* **Exercise prompt**
Reproduce word for word the stretch of the software introduction from "### 3. Visual" through "than run code.".

* **Document segment**
########################################
# Software Introduction

####

### 1. Anaconda
- An all-inclusive resort for running software: jupyter notebook, python, and others.
- Software runs inside their own local environment, preventing conflicts with the environment of your physical machine.
- Default local environment is "base", but one can create new environments per project/pipeline.
    
> *An environment is a virtual computer with (in our case) its own Python installation, python libraries/packages, and specific library/package versions, which can be completely different from what is installed on the physical machine or other environments.*
>
>> **When linked to a python pipeline**
>> - Guarantees successful runs across time.
>>   - Runs under the same conditions in which it was ***successfully*** built.
>>   - Prevents breaks caused by updates to python packages in the future. 
>> - Guarantees successful runs across separate physical machines.
>>   - Gives the user the software recipe to build the correct environment, instead of using their machine's native environment.

####

### 2. Jupyter Notebook
- Included in the Anaconda distribution.
- Useful when you want to run python interactively: explore the data, generate plots, run and test python scripts as one builds them. 
- To run a python script non-interactively, one exports the notebook as an **Executable Script**. This creates a python/**.py** file used to either:
> - store python functions that collectively build a package — packages allow you to easily call functions inside other python scripts.
> - executes the pipeline: reads data, processes data into results, outputs results.
>> ***Note:*** *jupyter notebooks are ***not*** used to run the pipeline or build the pipeline's associated python package.*
- Has ability to run under any python environment (or "kernel") created within Anaconda — i.e. can emulate the true pipeline environment.
    
####

### 3. Visual Studio Code
- A text editor with python syntax highlighting via an external application called *Pylance*.
- It can run python code but I use it to easily edit python scripts (.py), rather than run code. 
> **Check that Pylance is installed**
> - Open up VSC
> - Go to file > New File -> Dropdown menu
> - Check in the dropdown menu for the "Python File" option. If you don't see it, you need to install Pylance.
>
>>
>> **Install Pylance**
>> - Open up VSC
>> - Select the 5th icon down in the left pane
>> - Search bar: "Pylance"
>> - Click on Pylance and install it. 

####

### 4. Github
- **Github** is a cloud service that stores repositories of code, allowing for simultaneous collaboration. 
> ***It's Box but for code, not data!***
- Cloud repositories are downloaded, or ***cloned***, onto your physical machine.
########################################
* **Dataset section**
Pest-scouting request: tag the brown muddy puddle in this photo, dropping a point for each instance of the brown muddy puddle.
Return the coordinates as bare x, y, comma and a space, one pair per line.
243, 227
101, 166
########################################
* **Exercise result**
### 3. Visual Studio Code
- A text editor with python syntax highlighting via an external application called *Pylance*.
- It can run python code but I use it to easily edit python scripts (.py), rather than run code.